● Provided text
════════
# Humble Furnace - Problem with Thermostat



## packerchick (Mar 6, 2016)

My hubby and I bought a house this past summer and it's main heat source is a Humble wood furnace.  We have had nothing but problems with it, but can't afford to buy a new one right now.  We're also both new to wood burning furnaces, so bear with me.

The biggest problem we have is that the furnace will not turn off even though the thermostat inside the house is off.  We thought it might be the thermostat and replaced it, along with rewiring the whole thing, but it still won't shut off.  Even replaced the fan & limit switch.....no luck.

We think it might be the electrical box that the thermostat wires attach to...along with the main blower/fan and centrifugal blower.  It seems like a mess to me and I'm not even sure where the thermostat wires are supposed to be attached.  I tried attaching a photo of it, but I'm unable to do so.  Sigh.

If anyone can help us out we'd really appreciate it.


----------



## coaly (Mar 6, 2016)

Is this the furnace and control ?


----------



## packerchick (Mar 6, 2016)

It is similar.


----------



## packerchick (Mar 6, 2016)

This is the box.  Weird I can upload it from my iPod but not computer.  Sorry about that!


----------



## coaly (Mar 6, 2016)

OK, so the thermostat only controls induction fan, and the fan does not shut off. Correct?
Is there only 1 blower for fire or is there another blower for heat circulation that does not shut off?
I want to make sure when you say the furnace doesn't turn off, you are referring to the small blower that blows air into the firebox.


----------



## begreen (Mar 6, 2016)

The electrical box is probably just the transformer and a relay. Can you get a sharper close up of where the thermostat wires are connected. It looks like there is a letter or number for each screw. I am trying to read the labels but it's a bit too fuzzy. If it's hard to get a sharp picture, can you tell us what the top 2 and bottom 3 screws are labeled?


----------



## begreen (Mar 6, 2016)
════════
● Records
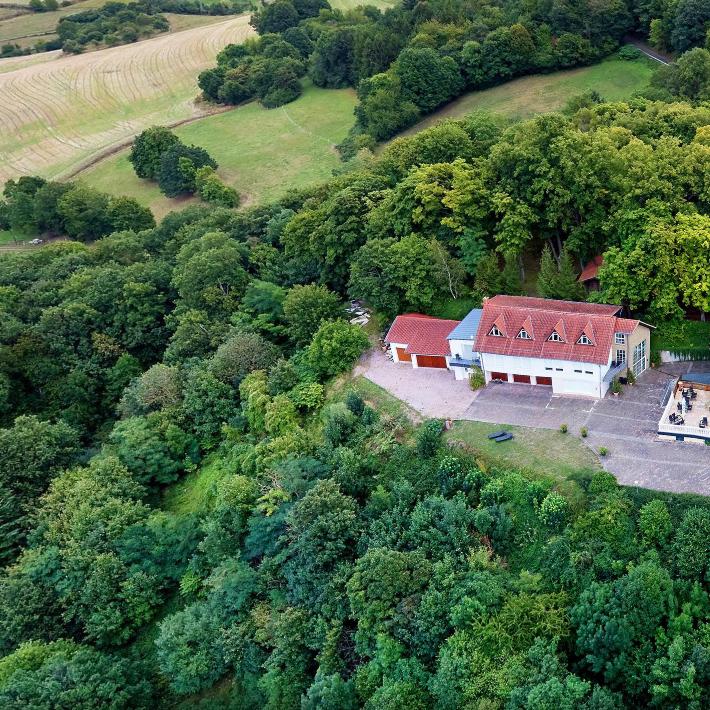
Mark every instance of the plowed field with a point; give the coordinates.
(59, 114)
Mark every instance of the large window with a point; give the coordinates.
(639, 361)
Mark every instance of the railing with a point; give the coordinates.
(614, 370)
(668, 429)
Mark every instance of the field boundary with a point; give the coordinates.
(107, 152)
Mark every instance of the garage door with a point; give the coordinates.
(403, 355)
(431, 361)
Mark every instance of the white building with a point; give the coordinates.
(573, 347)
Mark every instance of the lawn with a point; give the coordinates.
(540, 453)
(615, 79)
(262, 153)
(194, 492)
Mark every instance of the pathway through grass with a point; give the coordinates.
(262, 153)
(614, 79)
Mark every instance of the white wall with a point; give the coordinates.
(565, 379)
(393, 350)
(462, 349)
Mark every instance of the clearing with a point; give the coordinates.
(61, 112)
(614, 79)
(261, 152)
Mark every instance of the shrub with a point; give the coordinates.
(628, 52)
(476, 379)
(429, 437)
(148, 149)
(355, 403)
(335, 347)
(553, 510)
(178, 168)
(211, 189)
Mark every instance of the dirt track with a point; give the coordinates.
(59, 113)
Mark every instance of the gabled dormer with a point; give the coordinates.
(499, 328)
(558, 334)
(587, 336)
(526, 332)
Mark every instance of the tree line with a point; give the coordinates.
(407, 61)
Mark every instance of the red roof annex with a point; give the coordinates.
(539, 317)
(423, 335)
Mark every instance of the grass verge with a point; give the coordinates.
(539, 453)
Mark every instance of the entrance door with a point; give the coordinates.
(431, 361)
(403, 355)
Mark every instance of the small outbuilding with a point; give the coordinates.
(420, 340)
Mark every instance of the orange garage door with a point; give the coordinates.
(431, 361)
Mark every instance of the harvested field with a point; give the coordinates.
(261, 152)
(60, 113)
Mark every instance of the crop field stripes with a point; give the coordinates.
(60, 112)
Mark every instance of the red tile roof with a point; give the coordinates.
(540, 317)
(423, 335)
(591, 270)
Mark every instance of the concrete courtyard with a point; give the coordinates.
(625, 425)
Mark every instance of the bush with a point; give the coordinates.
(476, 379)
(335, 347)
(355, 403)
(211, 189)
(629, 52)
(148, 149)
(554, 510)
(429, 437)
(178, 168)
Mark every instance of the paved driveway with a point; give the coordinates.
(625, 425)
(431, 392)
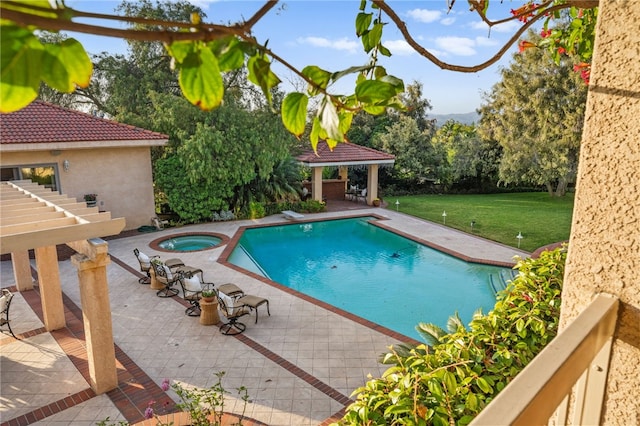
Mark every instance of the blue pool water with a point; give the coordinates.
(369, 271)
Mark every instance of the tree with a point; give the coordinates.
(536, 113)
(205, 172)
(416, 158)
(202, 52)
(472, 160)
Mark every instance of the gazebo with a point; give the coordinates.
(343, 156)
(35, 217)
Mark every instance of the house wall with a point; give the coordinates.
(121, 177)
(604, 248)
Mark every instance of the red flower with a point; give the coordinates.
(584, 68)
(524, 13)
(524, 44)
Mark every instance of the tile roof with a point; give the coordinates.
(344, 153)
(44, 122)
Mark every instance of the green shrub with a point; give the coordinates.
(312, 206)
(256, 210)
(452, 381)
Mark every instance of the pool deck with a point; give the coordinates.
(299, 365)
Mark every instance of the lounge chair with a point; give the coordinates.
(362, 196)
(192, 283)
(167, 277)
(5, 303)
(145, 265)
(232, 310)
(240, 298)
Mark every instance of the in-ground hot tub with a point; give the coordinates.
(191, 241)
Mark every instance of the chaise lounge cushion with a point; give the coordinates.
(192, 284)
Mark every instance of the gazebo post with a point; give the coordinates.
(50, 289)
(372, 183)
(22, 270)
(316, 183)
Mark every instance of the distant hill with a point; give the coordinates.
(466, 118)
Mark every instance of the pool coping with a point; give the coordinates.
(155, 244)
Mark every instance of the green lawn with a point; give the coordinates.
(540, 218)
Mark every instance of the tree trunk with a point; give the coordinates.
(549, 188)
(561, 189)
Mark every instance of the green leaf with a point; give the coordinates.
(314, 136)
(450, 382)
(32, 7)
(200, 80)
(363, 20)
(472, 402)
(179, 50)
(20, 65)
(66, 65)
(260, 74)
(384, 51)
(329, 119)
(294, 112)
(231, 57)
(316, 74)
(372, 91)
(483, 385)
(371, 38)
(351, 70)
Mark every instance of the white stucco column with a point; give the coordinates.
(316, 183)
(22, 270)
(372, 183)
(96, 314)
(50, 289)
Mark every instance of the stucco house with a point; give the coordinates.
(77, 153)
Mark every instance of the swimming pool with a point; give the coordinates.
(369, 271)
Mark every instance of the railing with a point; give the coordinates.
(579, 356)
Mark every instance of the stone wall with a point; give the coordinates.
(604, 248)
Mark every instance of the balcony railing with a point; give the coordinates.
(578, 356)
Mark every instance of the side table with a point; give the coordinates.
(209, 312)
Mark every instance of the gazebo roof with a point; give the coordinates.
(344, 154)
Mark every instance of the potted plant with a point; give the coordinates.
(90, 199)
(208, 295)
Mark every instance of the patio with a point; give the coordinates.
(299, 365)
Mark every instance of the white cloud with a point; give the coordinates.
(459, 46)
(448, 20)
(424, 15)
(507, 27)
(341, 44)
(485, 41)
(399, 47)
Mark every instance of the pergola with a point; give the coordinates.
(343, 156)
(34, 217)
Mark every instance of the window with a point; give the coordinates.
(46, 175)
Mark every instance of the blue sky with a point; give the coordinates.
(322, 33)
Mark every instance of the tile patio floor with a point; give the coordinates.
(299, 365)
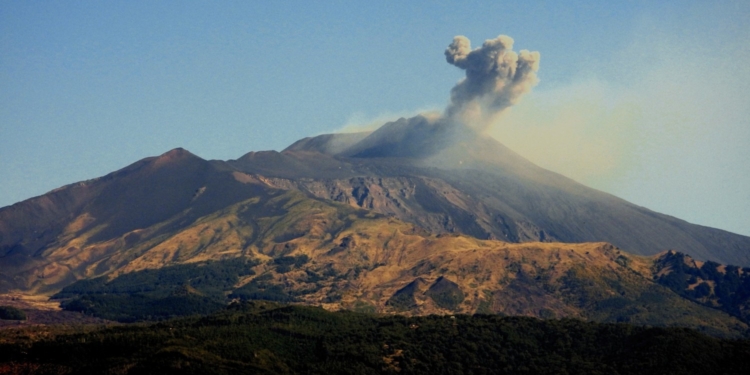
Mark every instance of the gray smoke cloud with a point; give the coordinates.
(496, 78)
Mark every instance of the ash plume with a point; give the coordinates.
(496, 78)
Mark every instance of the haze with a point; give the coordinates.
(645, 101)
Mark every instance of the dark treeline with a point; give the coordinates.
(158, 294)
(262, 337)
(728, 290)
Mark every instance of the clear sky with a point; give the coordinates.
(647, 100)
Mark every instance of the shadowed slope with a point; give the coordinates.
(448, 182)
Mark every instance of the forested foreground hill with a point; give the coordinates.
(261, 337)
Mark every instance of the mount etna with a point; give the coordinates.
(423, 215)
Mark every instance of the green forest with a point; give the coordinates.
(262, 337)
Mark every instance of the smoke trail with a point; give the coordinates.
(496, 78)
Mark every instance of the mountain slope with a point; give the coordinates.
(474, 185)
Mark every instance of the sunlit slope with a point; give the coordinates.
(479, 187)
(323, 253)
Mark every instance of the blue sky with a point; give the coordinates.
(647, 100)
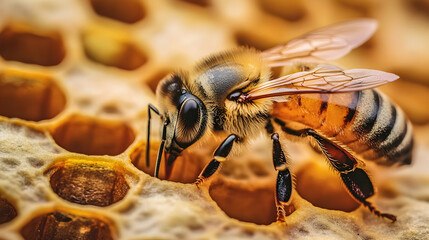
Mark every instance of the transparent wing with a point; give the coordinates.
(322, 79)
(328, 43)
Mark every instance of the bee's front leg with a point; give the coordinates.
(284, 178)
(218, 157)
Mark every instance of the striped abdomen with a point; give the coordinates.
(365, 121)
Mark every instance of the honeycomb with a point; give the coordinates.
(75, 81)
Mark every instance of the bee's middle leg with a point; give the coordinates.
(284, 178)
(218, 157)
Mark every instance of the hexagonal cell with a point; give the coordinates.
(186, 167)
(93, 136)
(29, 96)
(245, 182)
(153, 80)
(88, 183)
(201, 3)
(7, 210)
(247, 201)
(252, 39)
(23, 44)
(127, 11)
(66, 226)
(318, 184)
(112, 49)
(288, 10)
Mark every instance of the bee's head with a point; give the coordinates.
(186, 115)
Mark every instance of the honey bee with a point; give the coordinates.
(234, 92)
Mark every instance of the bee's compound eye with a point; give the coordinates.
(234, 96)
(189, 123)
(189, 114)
════════
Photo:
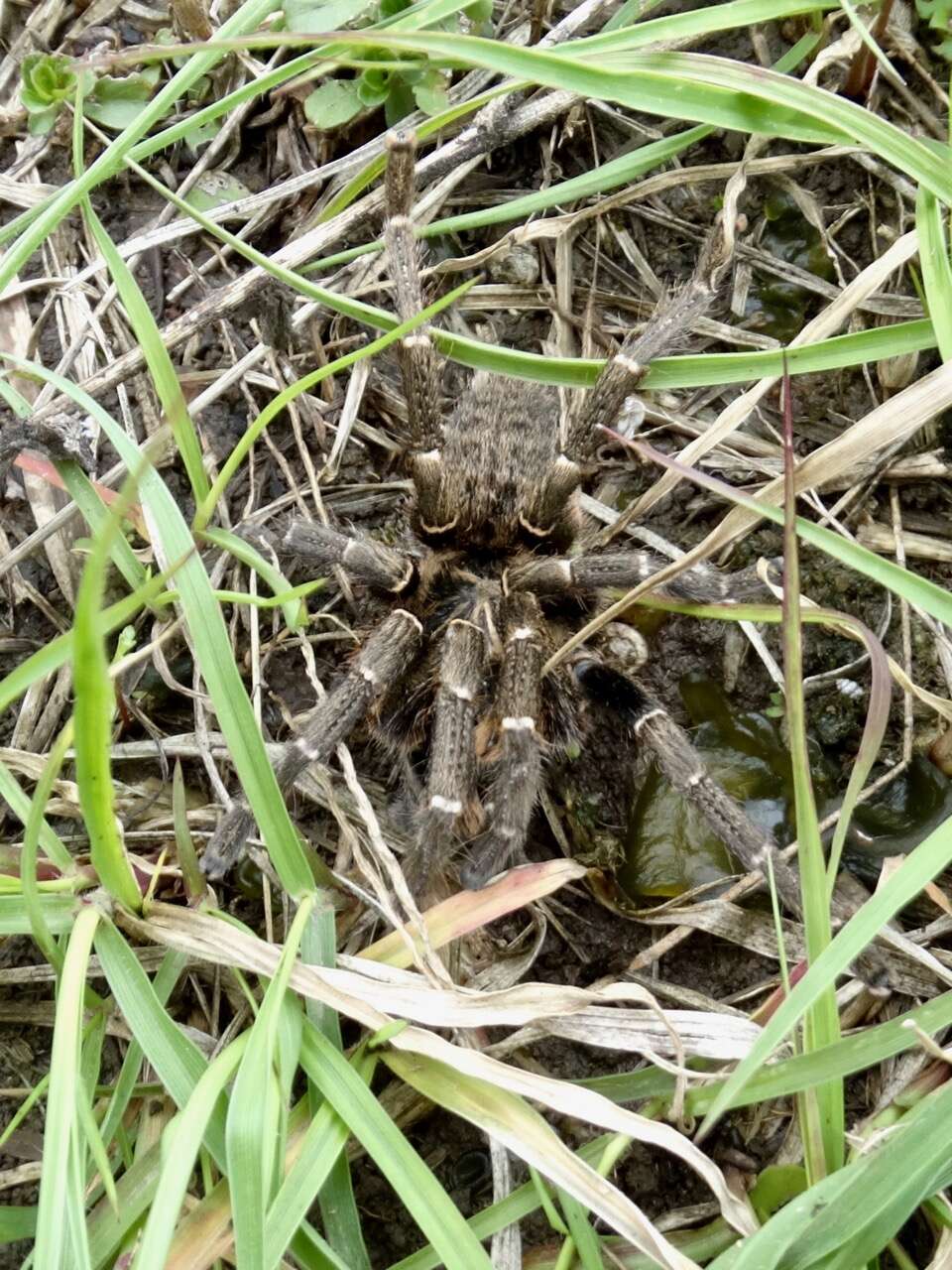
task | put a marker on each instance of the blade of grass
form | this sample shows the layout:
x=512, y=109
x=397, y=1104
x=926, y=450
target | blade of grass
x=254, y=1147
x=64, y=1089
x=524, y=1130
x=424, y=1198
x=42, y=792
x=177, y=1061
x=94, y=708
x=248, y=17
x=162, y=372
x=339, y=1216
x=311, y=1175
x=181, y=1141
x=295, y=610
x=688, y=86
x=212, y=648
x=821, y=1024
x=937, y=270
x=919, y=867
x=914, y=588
════════
● Problems to work on
- 1) Can you reproduce the stretch of the furnace thread from "I want to make" through "screws are labeled?", swapping "transformer" for "power supply"?
- 2) Can you condense the paragraph in the furnace thread that begins "The biggest problem we have" into a short bulleted list of its main facts?
Rely only on the furnace thread; the records play no part.

● Responses per task
- 1)
I want to make sure when you say the furnace doesn't turn off, you are referring to the small blower that blows air into the firebox.


----------



## begreen (Mar 6, 2016)

The electrical box is probably just the power supply and a relay. Can you get a sharper close up of where the thermostat wires are connected. It looks like there is a letter or number for each screw. I am trying to read the labels but it's a bit too fuzzy. If it's hard to get a sharp picture, can you tell us what the top 2 and bottom 3 screws are labeled?

- 2)
- The furnace keeps running even when the thermostat inside the house is off.
- Replacing the thermostat and rewiring everything did not fix it.
- A new fan and limit switch did not help either.